▶ Excerpt
>>

14.3. It is also elementary, that if data and information such as CDRs
and other electronic records, are not preserved at this stage,
they would quite definitely be weeded-out by the service
providers or be over-written in their information technology
systems; and would therefore subsequently become completely
irretrievable and unavailable. In fact, it is appropriate to note,
that according to the telecom service provider, the CDRs for a
substantial part of the relevant period relating to the above-
referenced mobile numbers, have already been weeded-out by
them, statedly in compliance with the terms of their license.
Furthermore, as noted in the learned Magistrate‟s order dated
24.04.2024, even the requested CCTV footage of the Indira
Gandhi International Airport, New Delhi has already been
wiped-out or erased by the authorities since it is only retained
for a limited period of 30 days.

<<

▶ Exercise requirements
a) Answer these questions using the excerpt on preserving call records:
(i) According to the telecom service provider, on what basis were the CDRs weeded out?
(ii) What date does the learned Magistrate's order bear?
(iii) For how many days is the CCTV footage of the airport retained?
b) Set down the part of the excerpt on preserving call records starting with "14.3. It is" and going on through "of their license.", copying it exactly.
The records that follow the text were taken from a different source.

Data entries:
>>

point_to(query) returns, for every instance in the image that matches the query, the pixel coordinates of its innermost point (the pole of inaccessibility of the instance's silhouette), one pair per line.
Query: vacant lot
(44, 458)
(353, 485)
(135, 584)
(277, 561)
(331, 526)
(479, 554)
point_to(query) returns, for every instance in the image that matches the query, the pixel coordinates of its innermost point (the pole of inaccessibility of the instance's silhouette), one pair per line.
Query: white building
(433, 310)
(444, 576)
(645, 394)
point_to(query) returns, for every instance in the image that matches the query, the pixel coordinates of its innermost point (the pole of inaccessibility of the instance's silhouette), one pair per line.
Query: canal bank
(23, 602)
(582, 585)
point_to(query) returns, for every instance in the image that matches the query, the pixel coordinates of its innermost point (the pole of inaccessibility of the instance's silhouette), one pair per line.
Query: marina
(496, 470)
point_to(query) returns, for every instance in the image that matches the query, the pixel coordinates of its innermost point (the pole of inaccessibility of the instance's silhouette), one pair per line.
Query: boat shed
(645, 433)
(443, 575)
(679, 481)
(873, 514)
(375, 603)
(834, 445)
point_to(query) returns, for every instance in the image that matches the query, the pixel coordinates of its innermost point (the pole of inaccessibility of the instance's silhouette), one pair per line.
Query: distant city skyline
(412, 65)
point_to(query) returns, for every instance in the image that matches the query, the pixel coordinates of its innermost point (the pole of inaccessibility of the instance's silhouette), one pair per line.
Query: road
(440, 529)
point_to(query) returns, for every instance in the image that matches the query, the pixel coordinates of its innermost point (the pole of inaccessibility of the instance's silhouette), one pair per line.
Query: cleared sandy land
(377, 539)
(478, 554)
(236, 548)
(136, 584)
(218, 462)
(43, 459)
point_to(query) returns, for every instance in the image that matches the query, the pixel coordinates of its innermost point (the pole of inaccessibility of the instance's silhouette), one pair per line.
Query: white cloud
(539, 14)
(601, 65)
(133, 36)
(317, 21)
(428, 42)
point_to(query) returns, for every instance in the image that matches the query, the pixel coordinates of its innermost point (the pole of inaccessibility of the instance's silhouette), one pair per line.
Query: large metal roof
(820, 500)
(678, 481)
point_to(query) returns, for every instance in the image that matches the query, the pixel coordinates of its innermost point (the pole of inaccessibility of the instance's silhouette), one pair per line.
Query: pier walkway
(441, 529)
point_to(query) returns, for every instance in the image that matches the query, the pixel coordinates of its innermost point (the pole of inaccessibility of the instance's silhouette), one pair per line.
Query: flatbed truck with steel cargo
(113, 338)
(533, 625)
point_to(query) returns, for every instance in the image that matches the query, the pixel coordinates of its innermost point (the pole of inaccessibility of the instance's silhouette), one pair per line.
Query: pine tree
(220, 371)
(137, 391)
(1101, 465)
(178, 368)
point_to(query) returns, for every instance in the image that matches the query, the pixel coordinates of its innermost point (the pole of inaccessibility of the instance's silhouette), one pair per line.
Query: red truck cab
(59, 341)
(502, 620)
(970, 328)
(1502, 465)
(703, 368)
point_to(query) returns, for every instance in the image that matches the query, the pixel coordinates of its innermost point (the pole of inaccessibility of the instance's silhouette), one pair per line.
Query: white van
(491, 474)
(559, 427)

<<

▶ Full solutions
a)
(i) In compliance with the terms of their license.
(ii) 24.04.2024.
(iii) 30 days.

b)
14.3. It is also elementary, that if data and information such as CDRs
and other electronic records, are not preserved at this stage,
they would quite definitely be weeded-out by the service
providers or be over-written in their information technology
systems; and would therefore subsequently become completely
irretrievable and unavailable. In fact, it is appropriate to note,
that according to the telecom service provider, the CDRs for a
substantial part of the relevant period relating to the above-
referenced mobile numbers, have already been weeded-out by
them, statedly in compliance with the terms of their license.